» やること:
1. 本文から、「2021年05月01日」を含む語句で始まり「なるとは誰も想像しなかった。」で終わる部分を、一字も変えずに抜き出して返してください。
2. 本文を読んで、次の問いに答えてください。
(a) 世界全体の累計死者数が300万人を超えたのは何月何日ですか。
(b) 原因不明の感染症発生の一報は、いつ、どこから入りましたか。
(c) 書き手の肩書きは何ですか。

» 本文抜粋:
○ ○ ○ ○

北海道医師会

新型コロナウイルスに関する情報

新型コロナと生きる―コロナ脳からの脱却―

2021年05月01日

新型コロナと生きる―コロナ脳からの脱却―

情報広報部副部長 山科 賢児

 新型コロナによる累計死者数は4月17日に世界全体で300万人を超えた。瞬く間にパンデミックとなり、今なお各国で感染の終息の兆しが見えない新型コロナ感染症。2019年12月中国の武漢から原因不明の感染症発生の一報が入った。当初人々は対岸の火事視し、世界をこれほど震撼させる感染症になるとは誰も想像しなかった。

○ ○ ○ ○

» 提供項目:

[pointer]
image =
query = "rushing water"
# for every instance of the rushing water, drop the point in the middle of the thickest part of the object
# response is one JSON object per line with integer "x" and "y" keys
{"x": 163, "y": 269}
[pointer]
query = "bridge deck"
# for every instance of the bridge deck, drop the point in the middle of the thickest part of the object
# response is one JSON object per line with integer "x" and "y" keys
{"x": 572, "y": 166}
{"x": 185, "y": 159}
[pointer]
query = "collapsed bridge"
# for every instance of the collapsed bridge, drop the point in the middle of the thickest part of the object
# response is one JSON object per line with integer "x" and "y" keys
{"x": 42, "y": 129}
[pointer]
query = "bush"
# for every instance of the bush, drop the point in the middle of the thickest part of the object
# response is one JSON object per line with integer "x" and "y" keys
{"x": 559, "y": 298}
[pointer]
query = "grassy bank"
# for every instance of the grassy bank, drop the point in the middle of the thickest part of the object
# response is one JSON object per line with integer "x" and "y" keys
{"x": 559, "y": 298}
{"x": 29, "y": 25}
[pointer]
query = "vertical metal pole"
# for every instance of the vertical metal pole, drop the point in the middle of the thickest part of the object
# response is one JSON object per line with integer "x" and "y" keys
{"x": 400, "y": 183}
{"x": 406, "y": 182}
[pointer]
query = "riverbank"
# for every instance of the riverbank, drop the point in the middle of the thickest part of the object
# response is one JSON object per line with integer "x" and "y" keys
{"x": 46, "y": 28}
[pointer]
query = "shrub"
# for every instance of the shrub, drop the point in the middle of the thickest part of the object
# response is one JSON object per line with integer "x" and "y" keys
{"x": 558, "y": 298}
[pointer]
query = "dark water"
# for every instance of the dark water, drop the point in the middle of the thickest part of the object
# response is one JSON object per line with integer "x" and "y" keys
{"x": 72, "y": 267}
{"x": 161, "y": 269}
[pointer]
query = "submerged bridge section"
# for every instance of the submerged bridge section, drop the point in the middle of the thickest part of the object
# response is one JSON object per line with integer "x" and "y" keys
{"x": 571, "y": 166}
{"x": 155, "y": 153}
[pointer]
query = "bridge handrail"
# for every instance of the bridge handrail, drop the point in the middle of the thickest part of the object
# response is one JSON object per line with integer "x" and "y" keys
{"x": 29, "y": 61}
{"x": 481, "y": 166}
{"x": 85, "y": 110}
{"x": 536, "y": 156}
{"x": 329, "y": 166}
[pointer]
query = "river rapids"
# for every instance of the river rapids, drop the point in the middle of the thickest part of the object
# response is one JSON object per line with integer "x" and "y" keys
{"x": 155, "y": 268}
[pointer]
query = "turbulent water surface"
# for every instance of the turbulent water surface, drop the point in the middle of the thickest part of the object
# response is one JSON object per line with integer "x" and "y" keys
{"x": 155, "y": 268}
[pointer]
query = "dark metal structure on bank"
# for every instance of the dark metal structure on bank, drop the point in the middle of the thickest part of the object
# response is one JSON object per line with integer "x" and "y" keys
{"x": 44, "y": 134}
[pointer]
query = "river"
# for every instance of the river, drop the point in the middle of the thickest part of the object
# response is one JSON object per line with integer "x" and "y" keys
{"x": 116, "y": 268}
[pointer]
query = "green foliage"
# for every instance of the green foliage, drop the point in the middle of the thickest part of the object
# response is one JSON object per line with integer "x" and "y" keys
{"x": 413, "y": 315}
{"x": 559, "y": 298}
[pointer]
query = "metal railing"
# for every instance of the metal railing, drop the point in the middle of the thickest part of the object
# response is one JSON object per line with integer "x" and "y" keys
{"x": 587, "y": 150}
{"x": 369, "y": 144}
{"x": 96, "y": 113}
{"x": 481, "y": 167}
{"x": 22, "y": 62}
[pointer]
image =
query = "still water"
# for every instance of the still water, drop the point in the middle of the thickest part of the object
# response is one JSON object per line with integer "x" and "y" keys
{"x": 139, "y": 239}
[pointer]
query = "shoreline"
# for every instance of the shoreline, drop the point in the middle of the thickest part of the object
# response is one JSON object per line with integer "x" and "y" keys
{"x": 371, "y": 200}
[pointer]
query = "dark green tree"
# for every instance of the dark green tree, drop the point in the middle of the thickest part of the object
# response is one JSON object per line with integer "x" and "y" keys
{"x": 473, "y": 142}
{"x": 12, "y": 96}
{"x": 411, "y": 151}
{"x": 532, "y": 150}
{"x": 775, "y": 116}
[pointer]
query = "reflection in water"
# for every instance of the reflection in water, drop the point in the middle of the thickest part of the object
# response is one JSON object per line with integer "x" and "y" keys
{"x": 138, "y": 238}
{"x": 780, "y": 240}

○ ○ ○ ○

» 解答:
1.
2021年05月01日

新型コロナと生きる―コロナ脳からの脱却―

情報広報部副部長 山科 賢児

 新型コロナによる累計死者数は4月17日に世界全体で300万人を超えた。瞬く間にパンデミックとなり、今なお各国で感染の終息の兆しが見えない新型コロナ感染症。2019年12月中国の武漢から原因不明の感染症発生の一報が入った。当初人々は対岸の火事視し、世界をこれほど震撼させる感染症になるとは誰も想像しなかった。

2.
(a) 4月17日
(b) 2019年12月、中国の武漢から
(c) 情報広報部副部長